**Written exercise**
Your task is to extract every line from the material below exactly.

·····

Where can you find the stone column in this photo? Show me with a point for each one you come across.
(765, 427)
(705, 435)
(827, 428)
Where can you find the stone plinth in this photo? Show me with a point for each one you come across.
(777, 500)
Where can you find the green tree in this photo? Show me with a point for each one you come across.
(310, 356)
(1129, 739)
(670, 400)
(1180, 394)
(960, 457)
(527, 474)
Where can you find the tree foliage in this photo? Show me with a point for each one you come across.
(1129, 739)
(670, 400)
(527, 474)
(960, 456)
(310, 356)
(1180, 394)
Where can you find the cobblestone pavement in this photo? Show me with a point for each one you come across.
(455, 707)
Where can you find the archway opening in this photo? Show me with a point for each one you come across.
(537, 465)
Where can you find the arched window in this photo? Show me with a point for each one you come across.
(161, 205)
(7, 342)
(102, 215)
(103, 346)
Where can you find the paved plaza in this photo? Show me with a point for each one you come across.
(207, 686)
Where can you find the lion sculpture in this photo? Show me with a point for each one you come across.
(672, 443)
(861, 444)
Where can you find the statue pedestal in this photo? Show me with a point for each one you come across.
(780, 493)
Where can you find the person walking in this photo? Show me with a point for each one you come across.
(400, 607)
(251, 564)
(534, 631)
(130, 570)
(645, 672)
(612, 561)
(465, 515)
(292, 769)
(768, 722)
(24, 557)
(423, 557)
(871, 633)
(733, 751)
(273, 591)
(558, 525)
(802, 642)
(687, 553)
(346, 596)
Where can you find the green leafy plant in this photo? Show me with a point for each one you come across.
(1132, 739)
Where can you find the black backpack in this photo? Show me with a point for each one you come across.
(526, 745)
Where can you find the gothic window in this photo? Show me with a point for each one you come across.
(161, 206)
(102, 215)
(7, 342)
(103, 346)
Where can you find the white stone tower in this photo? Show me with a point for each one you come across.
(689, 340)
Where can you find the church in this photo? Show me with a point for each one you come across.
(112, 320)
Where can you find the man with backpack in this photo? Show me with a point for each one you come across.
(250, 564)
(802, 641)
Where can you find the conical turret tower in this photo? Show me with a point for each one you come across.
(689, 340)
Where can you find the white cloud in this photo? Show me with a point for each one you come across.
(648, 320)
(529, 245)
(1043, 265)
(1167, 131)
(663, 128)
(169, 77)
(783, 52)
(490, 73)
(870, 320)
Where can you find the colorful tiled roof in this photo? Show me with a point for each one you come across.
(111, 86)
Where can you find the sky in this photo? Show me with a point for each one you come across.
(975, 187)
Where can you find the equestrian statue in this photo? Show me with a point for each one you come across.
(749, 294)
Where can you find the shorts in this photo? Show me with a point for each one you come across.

·····

**Expected answer**
Where can you find the stone column in this photo? Show me with a point for each one you come across.
(765, 427)
(705, 435)
(827, 428)
Where can you find the stone plinth in this photo? Show me with a point for each one you come across.
(777, 500)
Where can you find the green tree in this photo? Show me with a point for each one you come across.
(310, 356)
(1129, 739)
(670, 400)
(1180, 394)
(960, 457)
(527, 474)
Where can you find the tree foliage in this photo? Show me with a point for each one you come across.
(1129, 739)
(670, 400)
(527, 474)
(960, 456)
(310, 356)
(1180, 394)
Where can you find the cobblestone pavement in this photo? Show me with a point for each one you come across.
(455, 707)
Where can you find the archway opening in this photo? Show me with a point for each one you come across.
(537, 465)
Where can you find the arched window in this photo? Show me with a point for each one you come across.
(161, 205)
(7, 342)
(102, 215)
(103, 346)
Where can you find the paved plaza in this photo? Show me with a point for each one you come across.
(207, 686)
Where can you find the lion sculpture in this photo? Show me with a point for each one you come across.
(672, 443)
(861, 444)
Where can you find the statue pedestal in this photo? Show me with a point for each one you come across.
(780, 493)
Where can you find the person walking in this photo? Show me with a point for each one you come across.
(400, 607)
(251, 564)
(534, 631)
(130, 570)
(645, 672)
(612, 561)
(465, 515)
(292, 769)
(768, 722)
(24, 557)
(423, 557)
(871, 633)
(733, 751)
(273, 591)
(558, 525)
(802, 642)
(687, 553)
(346, 596)
Where can you find the green leafy plant in this photo? Show me with a point for each one you come across.
(1132, 739)
Where can you find the black backpack in this photo? Show me with a point for each one you come across.
(526, 745)
Where can you find the gothic window in this photo? Show me with a point for each one you come across.
(161, 206)
(102, 215)
(7, 342)
(103, 346)
Where can you find the white stone tower in this photo? Show me with a point for each one you come across.
(689, 340)
Where can you find the church in this photo? Show me with a point for each one you come across.
(112, 320)
Where can you find the man with backpack in this photo? Show me with a point for each one you come across.
(250, 564)
(802, 641)
Where can you find the conical turret tower in this photo? Show me with a point for each one you come across.
(689, 340)
Where can you find the white cloud in this photo? Show me with a point for each one you come across.
(648, 320)
(529, 245)
(1043, 265)
(1167, 131)
(663, 128)
(169, 77)
(783, 52)
(490, 73)
(870, 320)
Where can you find the colorful tiled roof in this photo? Show me with a point for each one you come across.
(111, 86)
Where can you find the sky in this photo? Show me with a point for each one you come across.
(975, 187)
Where can you find the equestrian statue in this photo? Show me with a point for each one you come across.
(749, 294)
Where can you find the shorts in this photo? Show me with a point for each one you come across.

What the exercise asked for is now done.